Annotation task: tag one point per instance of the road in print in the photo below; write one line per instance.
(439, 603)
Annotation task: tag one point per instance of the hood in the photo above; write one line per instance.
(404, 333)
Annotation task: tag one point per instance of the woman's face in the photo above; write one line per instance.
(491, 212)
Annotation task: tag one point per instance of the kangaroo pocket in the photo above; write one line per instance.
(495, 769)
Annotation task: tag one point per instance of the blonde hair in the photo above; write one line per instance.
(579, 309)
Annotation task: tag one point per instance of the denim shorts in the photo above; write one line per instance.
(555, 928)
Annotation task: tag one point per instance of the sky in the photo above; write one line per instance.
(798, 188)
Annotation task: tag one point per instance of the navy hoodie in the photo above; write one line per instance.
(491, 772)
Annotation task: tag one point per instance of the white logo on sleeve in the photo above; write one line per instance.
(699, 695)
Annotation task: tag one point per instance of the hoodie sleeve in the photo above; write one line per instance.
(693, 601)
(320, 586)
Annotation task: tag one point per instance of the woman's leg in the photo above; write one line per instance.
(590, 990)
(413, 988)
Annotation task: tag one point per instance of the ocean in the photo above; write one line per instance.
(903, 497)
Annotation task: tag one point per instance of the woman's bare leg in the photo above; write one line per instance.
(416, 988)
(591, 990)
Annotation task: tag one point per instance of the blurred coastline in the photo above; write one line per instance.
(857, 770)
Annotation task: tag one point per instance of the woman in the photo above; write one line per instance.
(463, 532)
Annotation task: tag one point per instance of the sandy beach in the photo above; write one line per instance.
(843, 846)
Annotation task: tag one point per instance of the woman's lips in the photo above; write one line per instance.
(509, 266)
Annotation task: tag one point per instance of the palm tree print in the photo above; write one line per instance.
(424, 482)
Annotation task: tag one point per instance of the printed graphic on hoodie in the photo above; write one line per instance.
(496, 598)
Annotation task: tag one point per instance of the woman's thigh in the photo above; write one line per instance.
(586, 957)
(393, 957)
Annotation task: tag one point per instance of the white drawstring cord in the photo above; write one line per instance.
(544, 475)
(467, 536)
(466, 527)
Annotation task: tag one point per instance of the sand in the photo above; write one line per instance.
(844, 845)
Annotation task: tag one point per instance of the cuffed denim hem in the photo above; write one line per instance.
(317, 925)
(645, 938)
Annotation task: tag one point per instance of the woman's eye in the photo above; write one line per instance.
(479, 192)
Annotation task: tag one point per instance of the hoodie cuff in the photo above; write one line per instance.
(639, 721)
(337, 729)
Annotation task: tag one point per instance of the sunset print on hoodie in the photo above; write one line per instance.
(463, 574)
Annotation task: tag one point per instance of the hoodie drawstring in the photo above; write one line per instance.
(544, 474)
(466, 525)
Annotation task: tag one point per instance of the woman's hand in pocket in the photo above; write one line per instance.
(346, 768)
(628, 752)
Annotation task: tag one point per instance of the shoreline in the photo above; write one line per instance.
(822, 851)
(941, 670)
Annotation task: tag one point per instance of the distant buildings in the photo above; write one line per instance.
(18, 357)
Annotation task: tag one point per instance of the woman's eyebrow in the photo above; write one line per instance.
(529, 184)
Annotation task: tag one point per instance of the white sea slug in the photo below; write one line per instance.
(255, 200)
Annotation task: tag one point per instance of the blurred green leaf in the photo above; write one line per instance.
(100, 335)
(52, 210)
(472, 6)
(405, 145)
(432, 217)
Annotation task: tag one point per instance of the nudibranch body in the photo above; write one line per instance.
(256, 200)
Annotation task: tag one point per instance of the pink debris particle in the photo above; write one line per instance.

PROBLEM REQUIREMENTS: Start to finish, transcribe the listing above exactly.

ANSWER TO THE EXERCISE:
Annotation task: tag one point per instance of the road in print in the photo below; write one line per instance.
(439, 603)
Annotation task: tag one point per instance of the hood in the photo above; write one line per instance.
(404, 333)
Annotation task: tag one point per instance of the woman's face in the photo above; write one line per instance.
(491, 212)
Annotation task: tag one point per instance of the kangaroo pocket in the photo above; write one line per instance.
(495, 769)
Annotation task: tag one point per instance of the blonde hair in the photo above; write one line per instance.
(579, 309)
Annotation task: tag one point per instance of the denim shorts in the photo above; write one line per instance.
(555, 928)
Annotation task: tag one point per instance of the sky in the photo above; write one line per instance.
(798, 188)
Annotation task: tag one point per instance of the navy hoodie in the photo above; write one line per instance.
(491, 772)
Annotation task: tag one point per instance of the white logo on sleeve in the photo above; write one line per instance.
(699, 695)
Annotation task: tag one point per instance of the hoodie sleeve in the photo above; write one line per instance.
(693, 601)
(320, 586)
Annotation task: tag one point per instance of the woman's leg in the photo above; write one line per instance.
(590, 990)
(413, 988)
Annotation task: tag one point per instance of the ocean in the photo above; write one line per instance.
(903, 497)
Annotation task: tag one point per instance of the woman's bare leg in the photo above; write one line per instance.
(416, 988)
(591, 990)
Annotation task: tag one point per instance of the blurred coastline in the photo above; write one line per instance.
(857, 770)
Annotation task: tag one point per instance of the woman in the photo above; write one line per instance.
(463, 532)
Annotation task: tag one point per instance of the sandy beach in the photo above; write one line per instance.
(843, 846)
Annotation task: tag one point per instance of the woman's lips in the photo above; write one line per instance.
(509, 266)
Annotation task: tag one point per instance of the palm tree print in the photo above; write one line per instance.
(424, 482)
Annotation task: tag one point per instance of the printed graphic on hoodie in the photo above; write one line per instance.
(496, 598)
Annotation task: tag one point per instance of the woman's thigh in the photo above; write one line per instance.
(586, 957)
(393, 957)
Annotation task: tag one point per instance of the white drawstring cord in the photo above; write one line per instance.
(544, 475)
(467, 536)
(466, 527)
Annotation task: tag one point per instance of the sand in the photo above; write one line per instance.
(844, 845)
Annotation task: tag one point per instance of the cuffed denim hem in the photo above; write one line per instance.
(317, 925)
(645, 938)
Annotation task: tag one point per instance of the woman's eye in the photo above; write one line per instance.
(479, 192)
Annotation task: tag one point per instance of the hoodie cuff in the photo above; write one line per instance.
(639, 721)
(337, 729)
Annotation task: tag one point per instance of the sunset print on hoodie in the photo above; write one line per instance.
(463, 574)
Annotation task: tag one point per instance of the hoodie drawstring in the photo above; write one line per instance.
(544, 474)
(466, 525)
Annotation task: tag one point per instance of the woman's hand in pocket in the photo above; write one line per instance.
(346, 768)
(628, 752)
Annotation task: tag one point per instance of the shoreline in the photo above; write one line per instance.
(822, 851)
(941, 670)
Annotation task: tag one point per instance of the distant buildings in the photo above; write one line per instance.
(18, 357)
Annotation task: tag one point per instance of the woman's eyebrow in the photo above; write one line per instance.
(529, 184)
Annotation task: tag one point per instance of the white sea slug in the photo below; write one line per instance.
(255, 200)
Annotation task: tag one point per instance of the blurred green leaf in the photo above; write one line per instance.
(100, 335)
(52, 210)
(472, 6)
(405, 145)
(432, 217)
Annotation task: tag one point per instance of the nudibranch body in the photo above; write one line per instance.
(256, 200)
Annotation task: tag one point per instance of the pink debris particle in the photo above; write one line per instance.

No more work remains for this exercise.